### [INSTRUCTIONS FOR THE TASK]
Please copy out the thread below on reinventing yourself, word for word.

Reinventing Yourself - element_4
http://techcrunch.com/2013/10/19/the-ultimate-cheat-sheet-for-reinventing-yourself/
======
FLUX-YOU
I didn't like his book and I didn't like this post, mostly because it involves
a lot of 'magic functions', black-box advice, and repeated (boring)
information. Most of this self-help stuff can be abstracted out to
"Discipline, Knowledge, Connections, Capital", plus or minus a few things
depending on the field.

Do you need an echo chamber of motivation to keep yourself motivated? That's
fine! I think there's a real and useful effect to doing that.

I'm put off by things like this in this (and other's) post, however:

\- Everything is a mentor. $METAPHORS

\- When can you say, “I do X!” where X is your new career? Today. _(Don 't lie
to yourself. Find out the requirements to get started and go do them. Painter?

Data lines
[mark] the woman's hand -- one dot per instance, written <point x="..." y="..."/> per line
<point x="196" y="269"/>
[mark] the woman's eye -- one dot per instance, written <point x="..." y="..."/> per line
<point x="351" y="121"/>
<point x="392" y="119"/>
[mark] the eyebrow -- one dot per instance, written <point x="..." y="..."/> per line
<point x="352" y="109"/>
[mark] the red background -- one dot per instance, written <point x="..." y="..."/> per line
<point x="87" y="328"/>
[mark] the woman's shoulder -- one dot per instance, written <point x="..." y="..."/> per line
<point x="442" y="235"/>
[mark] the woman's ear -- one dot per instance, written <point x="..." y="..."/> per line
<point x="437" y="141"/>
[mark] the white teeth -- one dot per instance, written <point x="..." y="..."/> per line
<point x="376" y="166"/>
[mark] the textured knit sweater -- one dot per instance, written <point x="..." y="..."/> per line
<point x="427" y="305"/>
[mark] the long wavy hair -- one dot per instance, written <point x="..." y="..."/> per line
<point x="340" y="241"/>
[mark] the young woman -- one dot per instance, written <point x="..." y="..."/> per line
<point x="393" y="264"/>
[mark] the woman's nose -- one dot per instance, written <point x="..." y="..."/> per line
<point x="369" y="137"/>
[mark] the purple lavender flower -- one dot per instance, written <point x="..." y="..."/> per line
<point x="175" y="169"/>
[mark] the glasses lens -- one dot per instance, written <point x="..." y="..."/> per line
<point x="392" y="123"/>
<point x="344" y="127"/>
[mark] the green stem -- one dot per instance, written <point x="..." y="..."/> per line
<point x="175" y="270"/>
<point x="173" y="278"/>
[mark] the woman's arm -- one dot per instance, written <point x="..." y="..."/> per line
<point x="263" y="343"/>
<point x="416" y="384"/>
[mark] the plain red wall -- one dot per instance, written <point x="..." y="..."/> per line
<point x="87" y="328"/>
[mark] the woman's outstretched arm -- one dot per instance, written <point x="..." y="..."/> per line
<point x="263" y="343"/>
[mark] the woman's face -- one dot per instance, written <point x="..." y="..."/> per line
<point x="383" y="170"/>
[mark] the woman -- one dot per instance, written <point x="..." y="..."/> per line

### [SOLUTION TO THIS TASK]
Reinventing Yourself - element_4
http://techcrunch.com/2013/10/19/the-ultimate-cheat-sheet-for-reinventing-yourself/
======
FLUX-YOU
I didn't like his book and I didn't like this post, mostly because it involves
a lot of 'magic functions', black-box advice, and repeated (boring)
information. Most of this self-help stuff can be abstracted out to
"Discipline, Knowledge, Connections, Capital", plus or minus a few things
depending on the field.

Do you need an echo chamber of motivation to keep yourself motivated? That's
fine! I think there's a real and useful effect to doing that.

I'm put off by things like this in this (and other's) post, however:

\- Everything is a mentor. $METAPHORS

\- When can you say, “I do X!” where X is your new career? Today. _(Don 't lie
to yourself. Find out the requirements to get started and go do them. Painter?